Start of TASK INPUTS

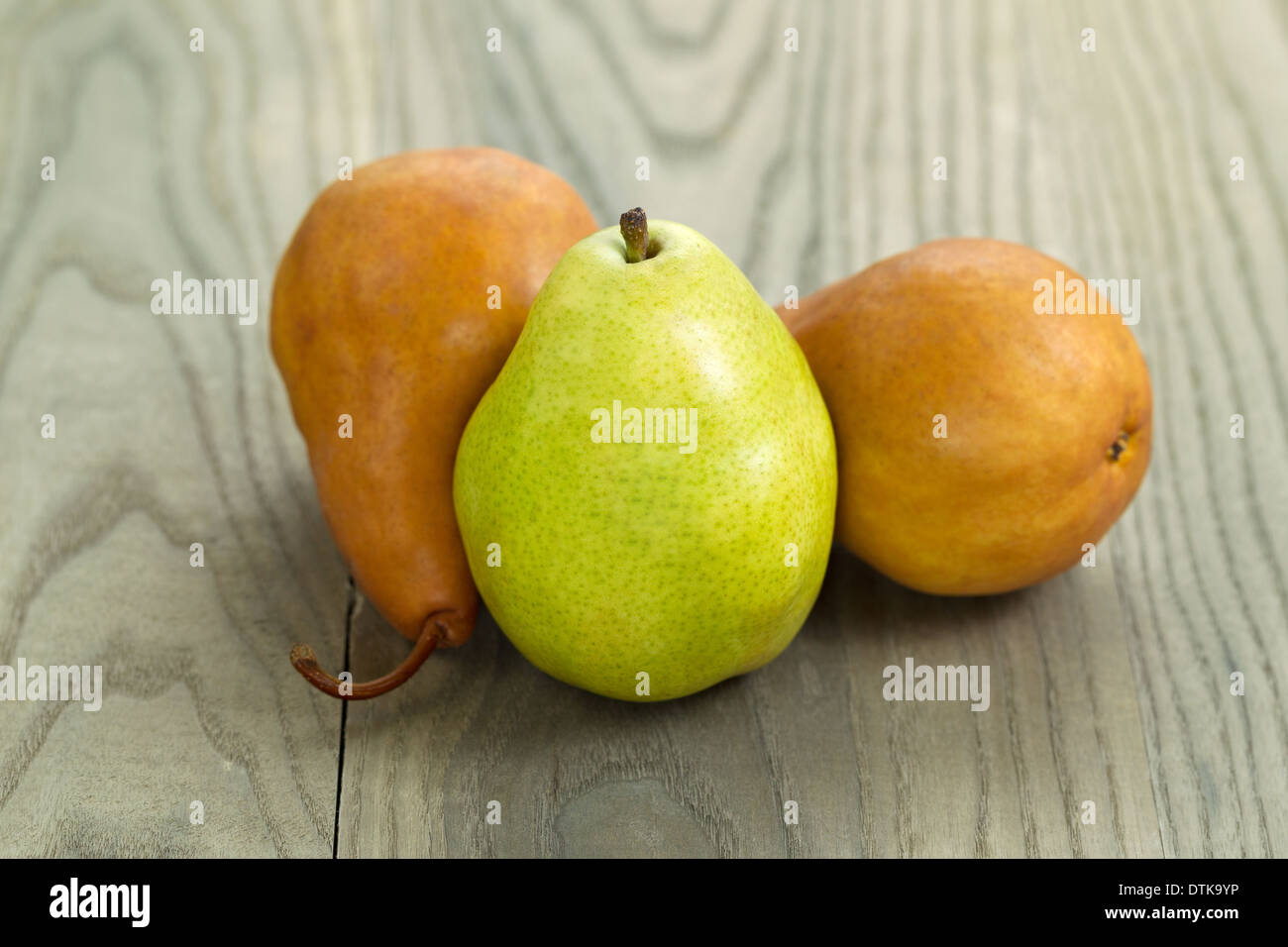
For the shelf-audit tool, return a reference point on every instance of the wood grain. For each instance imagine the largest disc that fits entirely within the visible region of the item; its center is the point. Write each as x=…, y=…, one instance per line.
x=1108, y=684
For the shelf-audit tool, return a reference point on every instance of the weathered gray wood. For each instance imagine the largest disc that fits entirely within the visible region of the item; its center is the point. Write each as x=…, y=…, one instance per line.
x=1108, y=684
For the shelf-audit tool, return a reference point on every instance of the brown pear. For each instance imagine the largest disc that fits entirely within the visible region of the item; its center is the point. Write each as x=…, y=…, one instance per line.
x=988, y=424
x=394, y=307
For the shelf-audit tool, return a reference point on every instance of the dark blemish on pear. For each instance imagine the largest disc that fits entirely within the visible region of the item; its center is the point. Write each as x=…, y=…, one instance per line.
x=1119, y=446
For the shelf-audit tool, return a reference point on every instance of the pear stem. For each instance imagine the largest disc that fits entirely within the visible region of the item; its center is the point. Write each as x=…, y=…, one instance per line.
x=634, y=224
x=307, y=664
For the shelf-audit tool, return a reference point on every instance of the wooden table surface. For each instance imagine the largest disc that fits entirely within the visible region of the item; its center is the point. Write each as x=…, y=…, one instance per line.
x=1109, y=684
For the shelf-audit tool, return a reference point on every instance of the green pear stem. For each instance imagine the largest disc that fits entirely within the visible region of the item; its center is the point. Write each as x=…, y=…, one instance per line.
x=307, y=664
x=634, y=224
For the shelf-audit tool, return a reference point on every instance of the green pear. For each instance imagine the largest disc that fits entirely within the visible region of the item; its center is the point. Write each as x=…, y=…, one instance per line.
x=648, y=488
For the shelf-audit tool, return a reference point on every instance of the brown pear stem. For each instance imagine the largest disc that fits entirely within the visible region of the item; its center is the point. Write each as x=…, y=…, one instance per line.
x=634, y=224
x=307, y=664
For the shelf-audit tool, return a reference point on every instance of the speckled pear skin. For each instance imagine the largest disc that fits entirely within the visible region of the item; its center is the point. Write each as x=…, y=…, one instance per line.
x=619, y=558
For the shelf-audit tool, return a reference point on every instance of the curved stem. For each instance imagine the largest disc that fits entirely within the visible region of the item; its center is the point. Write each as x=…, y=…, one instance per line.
x=307, y=664
x=634, y=227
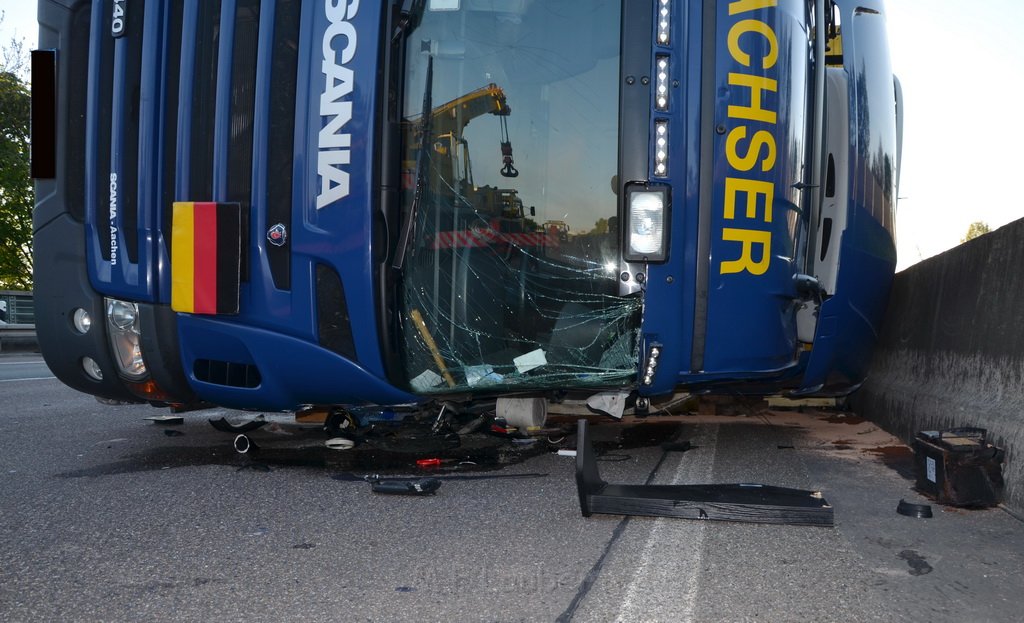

End of TASK INPUTS

— HOW TO COMPLETE THIS TASK —
Images in the data above are to be skipped. Retype all other material exactly.

— EXERCISE RESPONSE —
For the shelf-audit tool, return a reference point on every instance of the wood grain. For each instance imagine the largest disc that fits entirely within the visible region of the item; its center is the point. Write each as x=…, y=…, one instance per line.
x=1108, y=684
For the shelf-audit tool, return a reference point on every instance of the weathered gray wood. For each instance imagine the largest disc that fits entirely within the visible region of the item; its center is the point. Write each as x=…, y=…, one instance per line.
x=1108, y=684
For the shelf-audit tool, return a reference point on every instance of the brown pear. For each instance imagine the largest disc that fits entirely within the visible region of the item; its center is the point. Write each as x=…, y=…, one instance per line.
x=988, y=424
x=394, y=307
For the shelf-audit tool, return a reference point on every instance of the dark blemish on pear. For each instance imagine the largest disc that fits entirely within the visible region of the item; its center is the point. Write each as x=…, y=…, one instance per line.
x=1119, y=446
For the shelf-audit tool, return a reference point on every instance of the pear stem. For each instance imagine the largest disc that fits entirely within the visible region of the item; its center is the point. Write each as x=…, y=…, one instance per line.
x=634, y=224
x=307, y=664
For the shelf-audit tool, return a reference point on every instance of the wooden table surface. For each instance imagine the largest disc that fits entirely within the visible region of the item; its center is the point. Write each as x=…, y=…, one instance per line.
x=1109, y=684
For the shelf-audit tool, return a reference point on every instance of the green pear stem. For each instance imagine the largest disc that fits entirely within the visible region of the item; its center is the point. Write each as x=…, y=…, one instance per line.
x=307, y=664
x=634, y=224
For the shelf-audit tool, return a reference point on every instance of the green pear. For each instance imagine the largest disc that fits entirely within the visible region of the item; its center is the point. Write each as x=…, y=…, one instance per line.
x=648, y=488
For the shelf-audit tool, return a reference point on every instance of the brown pear stem. For each instance imagine the largest disc that fits entirely within the visible region of the item; its center is the point. Write each as x=…, y=…, one instance per line.
x=634, y=224
x=307, y=664
For the shelf-audit tool, return a reference point on every instance of the speckled pear skin. For each instance imagine the largest disc that fits entirely within the visible region of the item; its center is the point. Write each as x=…, y=…, one instance per line.
x=619, y=558
For the shelf-audit tool, return a reference point on every instance of the curved stem. For each instance imagine the largest disc that fits entirely within the visible region of the item; its center is the point. Write each as x=…, y=…, one instance per line.
x=307, y=664
x=634, y=227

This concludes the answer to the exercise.